- **EXCERPTED TEXT**
From: Mark Davis ☕ (mark@macchiato.com)
Date: Mon Jun 07 2010 - 23:26:43 CDT
For definitions, there are many references. For Unicode characters, the
Standard defines a property in http://www.unicode.org/reports/tr24/ and
http://unicode.org/Public/UNIDATA/Scripts.txt. Here is the current list:
http://unicode.org/cldr/utility/list-unicodeset.jsp?a=\p{sc%3DLatn}
Mark
— Il meglio è l’inimico del bene —
On Mon, Jun 7, 2010 at 20:39, Tulasi <tulasird@gmail.com> wrote:
> Jony -> A B C D E F G H I K L M N O P Q R S T V X Y Z
> ?
>
> You mean ALL CAPS again like UNICODE :)
>
> Van -> Do you mean historically or pragmatically?
>
> Actually something that will include all letters/symbols now
> considered Latin-script
>
> Otto Stolz -> Not exactly a definition: What the Unicode standard says
> on this issue, is here:
>
> There might be someone who already defined Latin script!
> Europeans have produced lot of scholars.
>
> Tulasi
>
>
> From: Jonathan Rosenne <jr@qsm.co.il>
> Date: Mon, 7 Jun 2010 22:05:11 +0300
> Subject: RE: Latin Script
> To: unicode@unicode.org
>
> How about
>
> A B C D E F G H I K L M N O P Q R S T V X Y Z
>
> ?
>
> There are also some extensions, see
> http://en.wikipedia.org/wiki/Latin_alphabet for general background.
>
> Jony
>
> > -----Original Message-----
> > From: unicode-bounce@unicode.org [mailto:unicode-bounce@unicode.org] On
> > Behalf Of Tulasi
> > Sent: Sunday, June 06, 2010 11:27 AM
> > To: unicode@unicode.org
> > Subject: Latin Script
> >
> > How do you define Latin Script?
>
>
> From: vanisaac@boil.afraid.org
> Date: Mon, 07 Jun 2010 12:18:29 -0700
> Subject: Re: Latin Script
> To: tulasird@gmail.com, unicode@unicode.org
>
> From: Tulasi (tulasird@gmail.com)

- **DIRECTIONS**
Summarize the email thread on Latin script in three sentences. The rows come from a separate source, unrelated to the text.

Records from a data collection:
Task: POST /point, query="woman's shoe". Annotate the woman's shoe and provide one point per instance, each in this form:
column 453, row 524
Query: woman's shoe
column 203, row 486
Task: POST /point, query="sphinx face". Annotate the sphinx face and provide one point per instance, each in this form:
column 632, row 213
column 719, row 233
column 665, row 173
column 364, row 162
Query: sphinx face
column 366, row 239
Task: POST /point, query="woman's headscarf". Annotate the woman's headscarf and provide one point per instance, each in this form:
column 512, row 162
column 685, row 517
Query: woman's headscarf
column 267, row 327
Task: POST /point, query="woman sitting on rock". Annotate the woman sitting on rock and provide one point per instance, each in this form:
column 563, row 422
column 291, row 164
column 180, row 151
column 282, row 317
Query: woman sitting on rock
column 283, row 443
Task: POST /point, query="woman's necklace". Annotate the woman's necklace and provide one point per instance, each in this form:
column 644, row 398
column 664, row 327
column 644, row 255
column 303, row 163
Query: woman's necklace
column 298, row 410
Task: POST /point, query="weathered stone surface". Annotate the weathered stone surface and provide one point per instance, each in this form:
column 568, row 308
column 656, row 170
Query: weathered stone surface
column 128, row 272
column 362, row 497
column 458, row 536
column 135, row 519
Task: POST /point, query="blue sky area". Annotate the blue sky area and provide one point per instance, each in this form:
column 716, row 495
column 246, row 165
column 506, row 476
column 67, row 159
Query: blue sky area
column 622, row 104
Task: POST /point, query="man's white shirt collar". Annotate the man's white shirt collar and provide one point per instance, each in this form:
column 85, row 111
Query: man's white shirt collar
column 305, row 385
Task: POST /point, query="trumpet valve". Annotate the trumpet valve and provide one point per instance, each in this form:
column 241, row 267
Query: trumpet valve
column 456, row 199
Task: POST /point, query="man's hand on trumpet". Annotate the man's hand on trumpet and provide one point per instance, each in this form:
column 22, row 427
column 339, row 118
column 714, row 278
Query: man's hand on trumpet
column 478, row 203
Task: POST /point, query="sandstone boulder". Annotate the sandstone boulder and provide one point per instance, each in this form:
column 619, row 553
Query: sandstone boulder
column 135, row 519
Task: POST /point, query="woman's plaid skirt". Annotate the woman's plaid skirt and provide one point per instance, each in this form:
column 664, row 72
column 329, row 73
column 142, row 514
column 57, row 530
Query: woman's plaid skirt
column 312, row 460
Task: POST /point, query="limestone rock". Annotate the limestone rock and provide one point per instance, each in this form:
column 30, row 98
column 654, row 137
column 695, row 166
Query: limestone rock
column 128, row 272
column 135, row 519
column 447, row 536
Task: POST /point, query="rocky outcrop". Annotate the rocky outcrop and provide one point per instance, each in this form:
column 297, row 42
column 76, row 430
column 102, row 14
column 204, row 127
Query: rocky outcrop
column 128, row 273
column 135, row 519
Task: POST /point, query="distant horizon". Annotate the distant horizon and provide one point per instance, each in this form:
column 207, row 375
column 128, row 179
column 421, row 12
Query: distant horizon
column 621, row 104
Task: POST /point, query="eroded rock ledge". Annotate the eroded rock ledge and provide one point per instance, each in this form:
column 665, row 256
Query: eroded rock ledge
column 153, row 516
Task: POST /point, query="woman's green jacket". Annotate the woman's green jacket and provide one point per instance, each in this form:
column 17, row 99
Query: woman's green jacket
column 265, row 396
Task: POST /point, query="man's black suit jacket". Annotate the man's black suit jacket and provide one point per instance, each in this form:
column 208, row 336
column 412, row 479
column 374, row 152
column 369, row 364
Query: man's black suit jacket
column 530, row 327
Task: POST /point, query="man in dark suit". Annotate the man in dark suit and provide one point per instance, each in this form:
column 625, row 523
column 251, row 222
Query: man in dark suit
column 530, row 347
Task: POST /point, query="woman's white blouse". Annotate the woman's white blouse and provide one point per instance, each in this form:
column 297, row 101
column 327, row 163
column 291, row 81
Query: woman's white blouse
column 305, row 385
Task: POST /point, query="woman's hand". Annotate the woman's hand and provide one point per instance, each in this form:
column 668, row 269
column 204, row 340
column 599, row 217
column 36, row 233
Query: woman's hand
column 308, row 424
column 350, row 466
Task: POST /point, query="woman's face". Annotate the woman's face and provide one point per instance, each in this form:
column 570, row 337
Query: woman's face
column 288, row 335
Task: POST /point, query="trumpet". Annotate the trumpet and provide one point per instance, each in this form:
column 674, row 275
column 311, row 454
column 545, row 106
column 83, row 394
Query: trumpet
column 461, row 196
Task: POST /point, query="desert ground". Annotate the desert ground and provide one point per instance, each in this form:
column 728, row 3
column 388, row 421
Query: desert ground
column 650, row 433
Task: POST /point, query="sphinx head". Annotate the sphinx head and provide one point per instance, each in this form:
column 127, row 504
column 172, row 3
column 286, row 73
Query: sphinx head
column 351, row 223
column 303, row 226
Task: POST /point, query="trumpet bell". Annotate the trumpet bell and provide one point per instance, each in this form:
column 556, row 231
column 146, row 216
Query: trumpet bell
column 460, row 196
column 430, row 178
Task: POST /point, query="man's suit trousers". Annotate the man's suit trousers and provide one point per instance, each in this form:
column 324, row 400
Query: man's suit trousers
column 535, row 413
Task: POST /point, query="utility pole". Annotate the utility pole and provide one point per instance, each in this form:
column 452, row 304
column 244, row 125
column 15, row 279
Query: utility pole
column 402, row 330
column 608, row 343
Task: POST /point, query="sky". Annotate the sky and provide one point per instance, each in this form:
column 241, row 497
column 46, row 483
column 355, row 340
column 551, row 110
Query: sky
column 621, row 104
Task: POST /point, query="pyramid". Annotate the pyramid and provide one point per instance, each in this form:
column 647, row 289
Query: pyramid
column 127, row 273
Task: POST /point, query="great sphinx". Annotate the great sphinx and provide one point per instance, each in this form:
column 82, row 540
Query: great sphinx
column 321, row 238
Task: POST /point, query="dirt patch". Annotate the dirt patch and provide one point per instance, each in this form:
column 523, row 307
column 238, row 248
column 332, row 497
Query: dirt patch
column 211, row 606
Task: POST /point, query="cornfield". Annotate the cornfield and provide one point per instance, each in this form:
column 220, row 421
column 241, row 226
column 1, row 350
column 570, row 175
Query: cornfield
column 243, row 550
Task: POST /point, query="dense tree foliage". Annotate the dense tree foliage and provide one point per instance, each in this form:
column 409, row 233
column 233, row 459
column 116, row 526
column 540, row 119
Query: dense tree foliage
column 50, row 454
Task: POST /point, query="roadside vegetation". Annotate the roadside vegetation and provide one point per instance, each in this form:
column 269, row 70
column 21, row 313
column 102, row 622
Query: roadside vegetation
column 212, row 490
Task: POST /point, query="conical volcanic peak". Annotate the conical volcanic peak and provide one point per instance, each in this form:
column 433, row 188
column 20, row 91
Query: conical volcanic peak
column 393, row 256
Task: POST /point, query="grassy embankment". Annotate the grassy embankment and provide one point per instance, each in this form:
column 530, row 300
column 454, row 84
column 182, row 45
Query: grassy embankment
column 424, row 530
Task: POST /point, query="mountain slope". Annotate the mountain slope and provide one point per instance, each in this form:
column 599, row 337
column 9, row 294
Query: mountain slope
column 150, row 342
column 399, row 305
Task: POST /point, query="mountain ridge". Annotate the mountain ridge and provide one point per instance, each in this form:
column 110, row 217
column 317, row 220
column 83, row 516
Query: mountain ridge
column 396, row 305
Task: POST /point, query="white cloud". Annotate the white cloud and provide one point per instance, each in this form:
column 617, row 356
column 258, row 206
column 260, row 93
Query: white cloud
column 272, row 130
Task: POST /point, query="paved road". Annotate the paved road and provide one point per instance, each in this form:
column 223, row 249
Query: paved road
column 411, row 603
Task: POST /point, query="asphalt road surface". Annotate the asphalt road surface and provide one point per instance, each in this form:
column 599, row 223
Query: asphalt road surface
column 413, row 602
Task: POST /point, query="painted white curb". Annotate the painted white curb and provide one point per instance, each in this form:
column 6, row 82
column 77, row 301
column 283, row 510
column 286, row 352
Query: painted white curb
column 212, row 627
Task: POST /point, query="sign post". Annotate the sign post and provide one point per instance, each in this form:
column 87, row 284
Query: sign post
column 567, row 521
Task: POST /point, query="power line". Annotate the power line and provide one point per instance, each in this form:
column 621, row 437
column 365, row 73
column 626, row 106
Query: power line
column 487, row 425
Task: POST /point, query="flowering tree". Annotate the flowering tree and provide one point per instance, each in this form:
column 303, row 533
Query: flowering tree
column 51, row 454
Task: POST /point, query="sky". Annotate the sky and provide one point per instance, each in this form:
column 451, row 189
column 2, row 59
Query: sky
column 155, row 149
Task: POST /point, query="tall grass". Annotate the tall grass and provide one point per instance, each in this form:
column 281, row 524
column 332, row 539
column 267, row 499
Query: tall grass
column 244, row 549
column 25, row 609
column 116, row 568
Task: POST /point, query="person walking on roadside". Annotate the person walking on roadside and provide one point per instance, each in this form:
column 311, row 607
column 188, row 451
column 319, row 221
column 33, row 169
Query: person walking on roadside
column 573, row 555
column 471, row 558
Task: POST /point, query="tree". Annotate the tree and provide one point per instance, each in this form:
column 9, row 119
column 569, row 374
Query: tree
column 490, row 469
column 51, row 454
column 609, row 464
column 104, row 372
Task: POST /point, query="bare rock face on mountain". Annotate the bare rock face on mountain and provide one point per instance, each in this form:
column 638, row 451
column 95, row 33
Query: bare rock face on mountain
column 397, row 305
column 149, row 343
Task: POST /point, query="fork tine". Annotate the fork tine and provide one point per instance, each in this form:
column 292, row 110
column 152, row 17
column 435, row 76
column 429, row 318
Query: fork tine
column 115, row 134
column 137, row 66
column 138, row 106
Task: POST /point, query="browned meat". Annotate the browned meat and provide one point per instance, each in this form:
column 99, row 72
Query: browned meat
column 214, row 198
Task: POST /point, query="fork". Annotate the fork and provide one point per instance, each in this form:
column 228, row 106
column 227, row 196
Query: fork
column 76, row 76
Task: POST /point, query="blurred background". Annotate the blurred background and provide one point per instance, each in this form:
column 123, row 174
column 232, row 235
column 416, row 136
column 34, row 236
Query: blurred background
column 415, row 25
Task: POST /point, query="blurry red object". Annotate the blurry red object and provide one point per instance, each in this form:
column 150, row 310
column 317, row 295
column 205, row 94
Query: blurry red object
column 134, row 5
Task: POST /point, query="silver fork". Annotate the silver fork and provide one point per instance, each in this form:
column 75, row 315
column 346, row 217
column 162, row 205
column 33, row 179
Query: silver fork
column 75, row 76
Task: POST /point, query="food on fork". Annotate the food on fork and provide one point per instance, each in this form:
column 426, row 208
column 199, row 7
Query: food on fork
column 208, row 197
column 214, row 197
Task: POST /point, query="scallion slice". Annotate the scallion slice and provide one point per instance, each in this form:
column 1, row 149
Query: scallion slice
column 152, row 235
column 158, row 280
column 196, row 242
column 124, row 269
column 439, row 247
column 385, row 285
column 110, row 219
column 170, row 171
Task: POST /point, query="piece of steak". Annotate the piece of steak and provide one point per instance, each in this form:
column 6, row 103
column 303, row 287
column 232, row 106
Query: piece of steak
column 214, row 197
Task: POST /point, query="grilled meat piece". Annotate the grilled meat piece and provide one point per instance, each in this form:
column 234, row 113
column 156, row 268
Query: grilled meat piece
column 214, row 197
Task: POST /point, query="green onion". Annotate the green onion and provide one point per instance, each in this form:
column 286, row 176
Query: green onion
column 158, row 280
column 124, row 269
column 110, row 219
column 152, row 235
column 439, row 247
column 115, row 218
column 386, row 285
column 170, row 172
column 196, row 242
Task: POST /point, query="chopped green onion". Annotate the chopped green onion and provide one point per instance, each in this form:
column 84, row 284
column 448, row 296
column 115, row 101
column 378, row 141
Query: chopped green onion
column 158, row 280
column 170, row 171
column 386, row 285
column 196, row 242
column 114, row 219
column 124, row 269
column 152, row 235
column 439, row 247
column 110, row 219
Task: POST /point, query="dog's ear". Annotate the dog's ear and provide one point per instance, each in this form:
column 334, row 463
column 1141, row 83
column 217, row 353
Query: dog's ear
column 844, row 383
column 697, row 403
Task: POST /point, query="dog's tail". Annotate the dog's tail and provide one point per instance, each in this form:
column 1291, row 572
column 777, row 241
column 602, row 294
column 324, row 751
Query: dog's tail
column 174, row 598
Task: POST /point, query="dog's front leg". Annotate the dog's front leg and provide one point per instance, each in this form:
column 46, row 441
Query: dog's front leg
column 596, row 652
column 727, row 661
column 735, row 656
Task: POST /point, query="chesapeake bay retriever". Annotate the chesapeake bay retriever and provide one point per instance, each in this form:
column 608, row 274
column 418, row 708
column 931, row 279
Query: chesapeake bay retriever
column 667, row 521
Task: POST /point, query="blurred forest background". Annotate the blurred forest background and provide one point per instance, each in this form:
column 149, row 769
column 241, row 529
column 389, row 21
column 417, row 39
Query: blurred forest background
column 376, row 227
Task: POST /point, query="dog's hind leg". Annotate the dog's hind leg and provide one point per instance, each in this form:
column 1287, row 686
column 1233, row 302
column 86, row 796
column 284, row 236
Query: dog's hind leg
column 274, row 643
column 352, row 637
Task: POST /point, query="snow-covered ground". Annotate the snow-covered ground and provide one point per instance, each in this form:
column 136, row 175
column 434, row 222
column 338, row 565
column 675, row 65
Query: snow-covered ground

- **PROBLEM SOLUTION**
Tulasi asks how to define Latin script, and Jonathan Rosenne suggests a set of letters from A to Z, mentioning that extensions also exist and pointing to a Wikipedia page for general background. Tulasi replies that the goal is something covering all letters and symbols now considered Latin-script. Mark Davis answers that there are many references for definitions and that, for Unicode characters, the Standard defines a property, providing links to the relevant documents and a current list.